**READING TEXT**

---

Paul Greenberg Hussein the Hashemite: The wiliest player on the board

(JWR) --- (http://www.jewishworldreview.com) DESPITE THE LONG DEATH VIGIL and echoing ululations, it is hard to believe even now that His Majesty Hussein ibn Talal, King of Jordan, Sharif of Mecca, and the wiliest survivor in the snake pit that is the Middle East, couldn't have overcome one more threat, embraced one more enemy, executed one more about-face, put down one more armed insurrection or palace plot, negotiated one more secret agreement or somehow someway effected an entente, detente or at least a gentleman's agreement with the Angel of Death.

Looking back, it's a continual wonder how Hussein the Hashemite lasted as long as he did -- 43 years on the throne of a nation arbitrarily drawn on the map by Winston Churchill one afternoon in order to give the Arab Legion a home. And only incidentally to fill the gap left between Palestine and Mesopotamia, now Iraq, in the wake of the Ottoman Empire.

---

**RECORDS**
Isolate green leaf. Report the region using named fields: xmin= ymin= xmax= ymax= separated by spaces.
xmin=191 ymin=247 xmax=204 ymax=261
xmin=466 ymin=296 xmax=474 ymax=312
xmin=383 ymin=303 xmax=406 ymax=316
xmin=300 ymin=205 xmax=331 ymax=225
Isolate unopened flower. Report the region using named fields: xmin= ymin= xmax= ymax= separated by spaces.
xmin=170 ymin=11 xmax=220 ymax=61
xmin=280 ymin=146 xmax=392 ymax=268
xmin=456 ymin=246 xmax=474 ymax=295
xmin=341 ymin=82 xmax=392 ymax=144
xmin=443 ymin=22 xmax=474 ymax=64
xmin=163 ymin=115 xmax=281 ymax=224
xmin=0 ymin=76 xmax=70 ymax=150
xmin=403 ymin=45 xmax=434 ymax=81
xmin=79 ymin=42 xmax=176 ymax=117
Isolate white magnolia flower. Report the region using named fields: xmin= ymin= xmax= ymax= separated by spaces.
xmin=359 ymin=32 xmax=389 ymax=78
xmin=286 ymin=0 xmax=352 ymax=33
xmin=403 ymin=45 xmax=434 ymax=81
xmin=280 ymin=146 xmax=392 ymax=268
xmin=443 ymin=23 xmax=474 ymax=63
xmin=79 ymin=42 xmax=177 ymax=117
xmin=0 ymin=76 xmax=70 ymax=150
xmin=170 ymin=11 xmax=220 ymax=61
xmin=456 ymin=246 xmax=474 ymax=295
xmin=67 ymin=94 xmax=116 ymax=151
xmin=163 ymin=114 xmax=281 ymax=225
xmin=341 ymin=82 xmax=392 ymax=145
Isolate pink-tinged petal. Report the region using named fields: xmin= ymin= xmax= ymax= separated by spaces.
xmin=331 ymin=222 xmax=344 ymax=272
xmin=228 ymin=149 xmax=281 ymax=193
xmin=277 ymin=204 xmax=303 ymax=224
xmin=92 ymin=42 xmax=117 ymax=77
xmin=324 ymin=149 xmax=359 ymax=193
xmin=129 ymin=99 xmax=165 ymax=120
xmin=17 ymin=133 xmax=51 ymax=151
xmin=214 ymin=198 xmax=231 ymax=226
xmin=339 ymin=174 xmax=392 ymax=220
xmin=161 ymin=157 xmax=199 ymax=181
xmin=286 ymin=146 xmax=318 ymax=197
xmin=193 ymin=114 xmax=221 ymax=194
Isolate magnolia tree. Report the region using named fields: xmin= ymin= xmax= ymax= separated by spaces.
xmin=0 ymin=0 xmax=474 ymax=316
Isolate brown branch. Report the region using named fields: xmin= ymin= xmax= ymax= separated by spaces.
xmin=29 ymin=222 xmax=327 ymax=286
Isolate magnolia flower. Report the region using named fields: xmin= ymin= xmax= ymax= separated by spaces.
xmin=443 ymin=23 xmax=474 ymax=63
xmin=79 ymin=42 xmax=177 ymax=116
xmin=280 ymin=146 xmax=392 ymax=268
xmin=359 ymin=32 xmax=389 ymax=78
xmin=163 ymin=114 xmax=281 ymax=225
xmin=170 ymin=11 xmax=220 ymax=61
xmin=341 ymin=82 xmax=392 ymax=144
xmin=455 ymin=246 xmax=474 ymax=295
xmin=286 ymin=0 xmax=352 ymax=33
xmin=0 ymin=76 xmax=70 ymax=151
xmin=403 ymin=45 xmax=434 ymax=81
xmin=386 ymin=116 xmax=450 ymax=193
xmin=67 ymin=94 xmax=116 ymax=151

---

**REQUIRED WORK**
A: According to the column on King Hussein, how long was Hussein on the throne?
B: Please carry on the column on King Hussein from its last sentence.
The lines play no part in this.

**TASK-BY-TASK RESULTS**
A: 43 years.

B:
Hussein
Well, that empty space had to be called something. Why not Trans-Jordan? Besides, the Hashemites needed a place to light after they'd been thrown out of the Hejaz by the Saudis. And so Jordan's colors, uniforms, and traditions were designed by the Foreign Office as quickly as its national boundaries. As if they'd been ordered from Harrod's. And a jolly good job it was, kefiyahs and braids and all. Never was a son of the Prophet outfitted in more smashing taste.

Who would have thought that this instant, imported line of royalty would have lasted so long? As a boy, Hussein would see his grandfather Abdullah mowed down on the steps of Jerusalem's grand mosque, the al-Aksa on the Temple Mount. And in the '50s, his royal cousin Feisal in Iraq would be dragged from his palace and killed. (That same Ba'athist uprising eventually led to Saddam Hussein's mad regime there. The British swiftly intervened to make sure nothing like that happened in Amman.)

How did Hussein survive war after war and even deadlier peace? Well, he was a sincere friend of the Bedouin and anybody else whose help he needed, and whose interests coincided with his own -- and for as long as they did. He was faithful in his fashion.

Hussein survived by always following, never leading. He was sure to be the second leader to make war or peace, never the first. That would have been leadership, and leadership in the Middle East, he soon learned, could prove fatal. See the lives of Anwar Sadat and Yitzhak Rabin, and especially how abruptly they ended. After all, the very word ``assassin'' was invented in the Middle East. And so Hussein resolved never to be first in war or peace, but only in the hearts of the Arab Legion and his faithful Bedu.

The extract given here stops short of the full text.